* [DA SVOLGERE]:
1. In base al testo su Stefano Bonacci, spieghi in una-tre frasi che cosa indusse l'artista a collocare le proprie creazioni direttamente in luoghi aperti.
2. Prosegua il testo su Stefano Bonacci a partire dall'ultima frase riportata.

* [TESTO DI PARTENZA]:
Bruno Corà 


Nel mio lungo percorso professionale che ha coniugato l’attività di insegnamento, con l’azione di tutela e salvaguardia dell’opera d’arte in quanto direttore di strutture museali e infine di militanza critica, attraverso la scrittura e le conferenze pubbliche, ho incontrato l’artista Stefano Bonacci e le sue opere agli esordi della sua ancora giovane carriera. Nella metà degli anni Novanta, infatti, Bonacci si distinse tra i colleghi allora studenti presso l’Accademia di Belle Arti di Perugia, con una serie di opere originali con le quali concludeva il suo ciclo accademico di studio, rivelandosi quale promettente personalità artistica. Incentrate su una declinazione del concetto di “Natura morta”, quelle opere, in verità,  attraverso l’impiego di elementi di rivestimento applicato da Bonacci a oggetti obsoleti e abbandonati, li ‘rimetteva in vita’. Con quell’atto di ‘protezione’ tecnica, ma anche di ‘conoscenza meditativa’, il giovane artista mostrava simultaneamente di conoscere materie come lo stagno, il piombo, il ferro filiforme, ma anche ogni aspetto relativo alla concezione ed elaborazione della ‘forma’. In seguito, questo interesse verso la natura (morta o viva che fosse), ma anche verso la tecnologia e la ‘macchina’, lo indusse a inserire quelle sue creazioni direttamente in luoghi aperti, con installazioni nel paesaggio che comportavano regole armoniche e di contestualizzazione ambientale dietro le quali si leggeva il legame con la grande tradizione leonardesca e rinascimentale.

Tra le opere più emblematiche di quella sua stagione di ricerca, un’opera come Ponte (1997) declinata in successive versioni fino al 2005, rivelava ampiamente il suo interesse per la natura, ma anche per una filologia artistica che si estendeva dal mondo classico a quello rinascimentale e infine a quello scientifico e plastico della contemporaneità. Ciò divenne ancora più evidente con le ‘stereometrie’ attuate sul corpo idealizzato, come pure su quello stesso dei solidi geometrici. Questa nuova fase di lavoro nasceva da una riflessione interiore sull’idea di forma non intaccabile da contingenze storiche, ma capace di attraversare il tempo senza corrompersi, evidenziando in tal modo la sua essenza armonica.

* [CONTENUTO DEL DATASET]:
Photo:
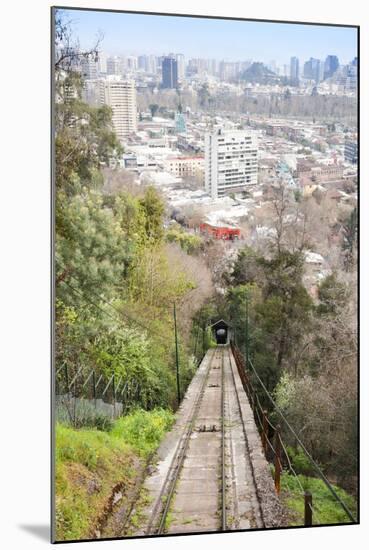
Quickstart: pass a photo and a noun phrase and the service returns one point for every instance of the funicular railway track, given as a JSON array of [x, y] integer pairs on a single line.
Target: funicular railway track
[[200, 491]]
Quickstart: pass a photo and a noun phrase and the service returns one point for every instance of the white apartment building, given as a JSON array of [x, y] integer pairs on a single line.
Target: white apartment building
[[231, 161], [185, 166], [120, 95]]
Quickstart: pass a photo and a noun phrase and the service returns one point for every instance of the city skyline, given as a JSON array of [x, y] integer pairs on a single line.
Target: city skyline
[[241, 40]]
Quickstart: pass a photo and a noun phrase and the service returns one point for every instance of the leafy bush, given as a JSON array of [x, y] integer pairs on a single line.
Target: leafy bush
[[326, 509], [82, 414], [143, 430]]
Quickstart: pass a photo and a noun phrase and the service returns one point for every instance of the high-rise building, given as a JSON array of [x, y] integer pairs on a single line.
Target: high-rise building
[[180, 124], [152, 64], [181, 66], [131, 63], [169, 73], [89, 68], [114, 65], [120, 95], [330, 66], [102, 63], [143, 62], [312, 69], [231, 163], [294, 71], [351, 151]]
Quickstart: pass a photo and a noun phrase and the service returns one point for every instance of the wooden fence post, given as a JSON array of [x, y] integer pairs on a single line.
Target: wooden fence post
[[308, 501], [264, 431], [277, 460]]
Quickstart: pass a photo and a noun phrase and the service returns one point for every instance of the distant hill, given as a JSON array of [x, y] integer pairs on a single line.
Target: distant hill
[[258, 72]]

* [LE RISPOSTE]:
1. Fu l'interesse di Bonacci verso la natura, morta o viva che fosse, e insieme verso la tecnologia e la "macchina" a indurlo a inserire le sue creazioni direttamente in luoghi aperti. Ne nacquero installazioni nel paesaggio regolate da criteri armonici e di contestualizzazione ambientale.

2.
Negli anni 2000 si accentua in Bonacci la vocazione a sottrarre la sua arte dall’incidente del quotidiano, dalle pratiche eclettiche e caotiche e ancor più da eventi di carattere sociale e politico, incline piuttosto a concepire l’arte come atto creativo distanziato dal quotidiano e dal mondano. In questa prima decade del 2000 si evidenzia l’interesse per la luce in numerose opere identificative del concetto di bellezza, di spazio e di medium cromatico, soprattutto mediante l’impiego del neon.

Accanto al neon, anche l’impiego di materiali specchianti, implicanti l’idea di leggerezza e perdita di fisicità, interessano la sua azione plastica.

Con il proseguimento della sua ricerca affiora anche un interesse per la dimensione spazio-temporale ben definita nel ciclo Forme del tempo (2004) in cui le forme, alla stregua di cellule, crescono dando vita al tessuto dell’immagine e con essa a un organismo suscettibile di infinite variazioni morfologiche.

I successivi passi dell’azione di Bonacci sottolineano e confermano l’attitudine alla sperimentazione dei materiali e degli strumenti, ma altresì un inesauribile capacità di coniugare domande scientifiche con tensioni umanistiche  e poetiche, in ambiti estetici attraversati con sorprendente libertà e capacità.


(Testo critico pubblicato nel catalogo della mostra personale di Stefano Bonacci "Still life" Centro culturale,  Segrate 2019 )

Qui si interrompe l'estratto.